## Task statement:
Rewrite every line of the entries below, from the line containing "of the white" up to and including the final line of the entries, and raise each x and y coordinate in the answer points by 9. Leave all other lines, and any numbers within them, unchanged.

## Data excerpts:
□ □ □ □ □ □ □

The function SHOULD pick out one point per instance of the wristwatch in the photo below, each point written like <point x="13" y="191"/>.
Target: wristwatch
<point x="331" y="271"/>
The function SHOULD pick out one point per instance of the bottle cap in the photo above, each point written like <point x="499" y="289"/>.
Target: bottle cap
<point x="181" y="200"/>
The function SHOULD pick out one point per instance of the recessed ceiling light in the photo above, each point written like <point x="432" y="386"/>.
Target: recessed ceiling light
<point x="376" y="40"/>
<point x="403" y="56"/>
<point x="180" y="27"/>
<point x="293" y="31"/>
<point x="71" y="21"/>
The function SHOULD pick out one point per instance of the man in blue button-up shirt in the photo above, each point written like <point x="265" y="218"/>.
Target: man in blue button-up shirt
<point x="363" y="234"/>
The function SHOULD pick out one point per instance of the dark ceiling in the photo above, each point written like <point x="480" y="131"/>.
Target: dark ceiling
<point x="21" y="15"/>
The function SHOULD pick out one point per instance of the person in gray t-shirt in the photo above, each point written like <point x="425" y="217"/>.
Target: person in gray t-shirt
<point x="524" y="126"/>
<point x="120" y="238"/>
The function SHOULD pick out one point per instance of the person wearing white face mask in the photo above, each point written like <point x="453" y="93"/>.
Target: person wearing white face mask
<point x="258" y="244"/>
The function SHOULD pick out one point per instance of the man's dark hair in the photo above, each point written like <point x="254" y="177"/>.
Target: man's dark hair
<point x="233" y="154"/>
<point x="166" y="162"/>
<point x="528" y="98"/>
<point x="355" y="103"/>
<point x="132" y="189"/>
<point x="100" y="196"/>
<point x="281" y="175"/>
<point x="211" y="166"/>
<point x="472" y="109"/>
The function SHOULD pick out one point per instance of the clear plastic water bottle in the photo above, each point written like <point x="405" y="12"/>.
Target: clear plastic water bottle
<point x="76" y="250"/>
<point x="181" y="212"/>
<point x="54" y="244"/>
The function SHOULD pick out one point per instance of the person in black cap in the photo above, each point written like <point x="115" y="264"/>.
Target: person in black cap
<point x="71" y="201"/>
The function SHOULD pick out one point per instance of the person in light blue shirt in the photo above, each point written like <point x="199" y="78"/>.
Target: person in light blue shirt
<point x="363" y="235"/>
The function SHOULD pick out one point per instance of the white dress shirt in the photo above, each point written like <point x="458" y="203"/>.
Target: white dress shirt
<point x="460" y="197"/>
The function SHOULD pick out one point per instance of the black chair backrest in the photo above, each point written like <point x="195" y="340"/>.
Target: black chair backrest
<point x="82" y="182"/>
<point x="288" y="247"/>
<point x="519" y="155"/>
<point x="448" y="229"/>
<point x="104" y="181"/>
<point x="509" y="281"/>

□ □ □ □ □ □ □

## The result:
The function SHOULD pick out one point per instance of the white dress shirt in the photo above, each point written like <point x="458" y="203"/>.
Target: white dress shirt
<point x="469" y="206"/>
The function SHOULD pick out one point per instance of the black chair backrest in the photo above, each point written like <point x="195" y="340"/>.
Target: black chair backrest
<point x="91" y="191"/>
<point x="297" y="256"/>
<point x="528" y="164"/>
<point x="457" y="238"/>
<point x="113" y="190"/>
<point x="518" y="290"/>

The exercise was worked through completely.